Count the rows below that contain the word "photo", and reply with that number alone.

────────

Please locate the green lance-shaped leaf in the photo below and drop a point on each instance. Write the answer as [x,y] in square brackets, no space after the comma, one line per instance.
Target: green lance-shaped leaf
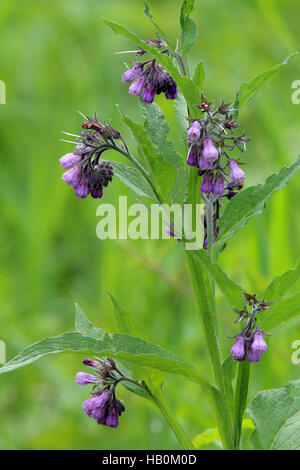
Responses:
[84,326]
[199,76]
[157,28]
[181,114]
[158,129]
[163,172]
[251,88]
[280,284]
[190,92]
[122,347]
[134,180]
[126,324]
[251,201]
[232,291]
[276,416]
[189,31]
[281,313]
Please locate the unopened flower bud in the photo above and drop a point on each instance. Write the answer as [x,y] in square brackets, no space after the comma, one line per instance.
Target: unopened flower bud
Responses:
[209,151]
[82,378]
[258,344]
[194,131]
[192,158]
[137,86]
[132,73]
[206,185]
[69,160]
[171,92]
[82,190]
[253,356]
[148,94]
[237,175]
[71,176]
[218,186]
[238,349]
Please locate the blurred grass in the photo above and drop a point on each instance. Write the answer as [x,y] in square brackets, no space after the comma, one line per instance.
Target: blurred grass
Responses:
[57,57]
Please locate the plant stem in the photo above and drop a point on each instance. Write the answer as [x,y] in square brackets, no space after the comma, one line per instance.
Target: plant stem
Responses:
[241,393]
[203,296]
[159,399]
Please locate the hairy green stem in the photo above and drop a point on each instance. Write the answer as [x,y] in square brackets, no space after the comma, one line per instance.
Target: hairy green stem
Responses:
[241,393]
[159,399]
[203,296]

────────

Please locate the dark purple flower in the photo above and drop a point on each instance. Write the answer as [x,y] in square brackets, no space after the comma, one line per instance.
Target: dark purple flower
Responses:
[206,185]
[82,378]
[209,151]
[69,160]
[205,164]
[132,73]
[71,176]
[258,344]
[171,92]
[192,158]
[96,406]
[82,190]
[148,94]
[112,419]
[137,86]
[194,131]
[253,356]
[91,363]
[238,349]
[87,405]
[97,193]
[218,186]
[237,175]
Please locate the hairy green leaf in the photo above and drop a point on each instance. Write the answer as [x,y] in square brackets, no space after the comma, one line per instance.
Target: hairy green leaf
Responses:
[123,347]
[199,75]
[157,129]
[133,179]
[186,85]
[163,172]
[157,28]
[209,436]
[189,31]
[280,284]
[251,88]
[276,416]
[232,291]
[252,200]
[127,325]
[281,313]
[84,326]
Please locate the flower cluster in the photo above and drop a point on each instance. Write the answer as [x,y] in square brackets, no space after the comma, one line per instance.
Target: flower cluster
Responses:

────────

Response for this exercise:
8